──────── Provided material ────────

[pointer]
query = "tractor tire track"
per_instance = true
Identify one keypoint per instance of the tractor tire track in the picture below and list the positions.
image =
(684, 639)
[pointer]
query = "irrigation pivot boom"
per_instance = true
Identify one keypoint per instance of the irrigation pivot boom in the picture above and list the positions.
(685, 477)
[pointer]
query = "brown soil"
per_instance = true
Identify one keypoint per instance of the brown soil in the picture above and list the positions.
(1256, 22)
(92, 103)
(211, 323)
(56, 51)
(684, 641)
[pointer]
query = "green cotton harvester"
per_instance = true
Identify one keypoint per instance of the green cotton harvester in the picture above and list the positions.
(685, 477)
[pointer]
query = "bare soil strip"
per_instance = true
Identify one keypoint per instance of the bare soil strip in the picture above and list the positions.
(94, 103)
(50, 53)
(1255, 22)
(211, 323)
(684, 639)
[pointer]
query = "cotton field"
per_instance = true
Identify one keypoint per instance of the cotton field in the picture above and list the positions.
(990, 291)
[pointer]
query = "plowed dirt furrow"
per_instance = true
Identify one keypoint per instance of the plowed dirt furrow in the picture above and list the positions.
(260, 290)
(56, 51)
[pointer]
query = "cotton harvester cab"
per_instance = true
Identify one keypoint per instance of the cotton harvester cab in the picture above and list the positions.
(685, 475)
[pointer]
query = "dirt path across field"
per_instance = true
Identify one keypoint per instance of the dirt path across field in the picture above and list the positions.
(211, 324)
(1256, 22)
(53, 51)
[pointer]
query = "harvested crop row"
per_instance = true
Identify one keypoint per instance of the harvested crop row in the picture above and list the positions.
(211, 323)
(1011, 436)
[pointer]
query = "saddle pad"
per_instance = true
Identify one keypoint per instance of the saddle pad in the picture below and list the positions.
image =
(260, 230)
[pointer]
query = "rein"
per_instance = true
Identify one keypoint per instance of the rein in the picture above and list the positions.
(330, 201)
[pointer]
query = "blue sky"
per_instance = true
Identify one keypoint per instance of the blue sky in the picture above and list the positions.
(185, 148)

────────

▸ Goal: Gather every line of the records that contains the string "rein". Case counts.

▸ Task response:
query = "rein"
Identify one keypoint per instance of the rein in the picture above and list the positions.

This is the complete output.